→ **Supplied material**:
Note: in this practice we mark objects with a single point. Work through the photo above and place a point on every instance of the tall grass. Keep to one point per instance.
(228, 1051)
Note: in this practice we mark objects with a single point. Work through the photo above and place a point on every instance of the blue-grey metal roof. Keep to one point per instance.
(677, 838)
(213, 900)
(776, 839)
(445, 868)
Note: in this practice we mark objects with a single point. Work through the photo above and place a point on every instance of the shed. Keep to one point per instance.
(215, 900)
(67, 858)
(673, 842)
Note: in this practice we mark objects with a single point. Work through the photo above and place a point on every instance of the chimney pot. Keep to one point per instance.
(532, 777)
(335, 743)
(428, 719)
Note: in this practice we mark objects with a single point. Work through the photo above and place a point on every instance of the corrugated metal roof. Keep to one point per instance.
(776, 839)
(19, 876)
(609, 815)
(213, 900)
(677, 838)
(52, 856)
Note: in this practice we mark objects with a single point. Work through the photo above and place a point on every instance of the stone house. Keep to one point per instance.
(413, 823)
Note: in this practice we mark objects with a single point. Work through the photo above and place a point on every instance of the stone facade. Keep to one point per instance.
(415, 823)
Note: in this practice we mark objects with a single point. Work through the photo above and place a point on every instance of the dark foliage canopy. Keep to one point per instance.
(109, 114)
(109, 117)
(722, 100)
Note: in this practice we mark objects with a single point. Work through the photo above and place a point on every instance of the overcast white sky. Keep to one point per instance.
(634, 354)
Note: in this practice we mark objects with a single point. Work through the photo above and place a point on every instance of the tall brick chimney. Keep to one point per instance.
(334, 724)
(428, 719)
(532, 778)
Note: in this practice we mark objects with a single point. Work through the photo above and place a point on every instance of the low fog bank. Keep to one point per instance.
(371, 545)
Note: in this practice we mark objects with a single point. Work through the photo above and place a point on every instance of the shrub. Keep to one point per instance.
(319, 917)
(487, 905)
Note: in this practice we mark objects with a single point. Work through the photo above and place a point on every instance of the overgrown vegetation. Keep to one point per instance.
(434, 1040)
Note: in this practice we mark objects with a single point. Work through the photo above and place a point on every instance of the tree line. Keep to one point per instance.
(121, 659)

→ **Task**: What's needed is a word-for-word restatement of all the entries.

→ **Written response**:
Note: in this practice we mark objects with a single point. Work through the photo above and place a point on every instance of the tall grass. Keep to one point per instance.
(228, 1051)
Note: in this practice we mark objects with a single point. Work through the photo above and place a point on every instance of the blue-grey metal roof. Keep to one point per instance.
(677, 838)
(213, 900)
(776, 839)
(445, 868)
Note: in this practice we mark objects with a single point. Work through the photo above and place a point on every instance of the shed. Keep to one point per instance.
(215, 900)
(67, 858)
(673, 842)
Note: in this practice we mark objects with a single point. Work through the photo above and place a point on every instance of the chimney pot. Keep to one point per instance.
(532, 777)
(335, 743)
(428, 719)
Note: in this practice we mark objects with a single point. Work through the photo above and place a point on every instance of the corrugated metal roof. Keep to one point per instance.
(776, 839)
(19, 876)
(609, 815)
(213, 900)
(677, 838)
(52, 856)
Note: in this practice we mark objects with a single point. Work through the photo above and place a point on every instance of the stone house. Keep to one point per instance.
(413, 823)
Note: in this practice we mark objects with a single point. Work through the photo above and place a point on every instance of the stone facade. Keep to one point per instance.
(415, 823)
Note: in this practice we mark objects with a single point. Work through the photo above and place a point on every instance of the dark foliage canopy. Keep to one point per instance.
(109, 114)
(109, 117)
(722, 100)
Note: in this practice we mark objects with a single point. Work through the photo above and place a point on every instance of the overcast white sky. Keep to one point per instance.
(634, 354)
Note: in this practice we mark objects with a single point. Work through the photo above and place a point on every instance of the tall brick chimney. Keep to one point per instance.
(334, 724)
(428, 719)
(532, 778)
Note: in this practice we mark objects with a single point. Work through the photo above and place a point on every instance of the low fog bank. Keep to one point per instance.
(371, 545)
Note: in this practice we mark objects with a single point. Work through the photo above and place a point on every instance of the shrub. Keep to one point per instance.
(319, 917)
(487, 905)
Note: in this practice we mark objects with a single point. Work through the photo above and place a point on every instance of the overgrown vegetation. Keep to one point per instance.
(434, 1040)
Note: in this practice we mark objects with a single point. Work through the photo above and place a point on every instance of the tree line. Keep to one point per instance.
(121, 659)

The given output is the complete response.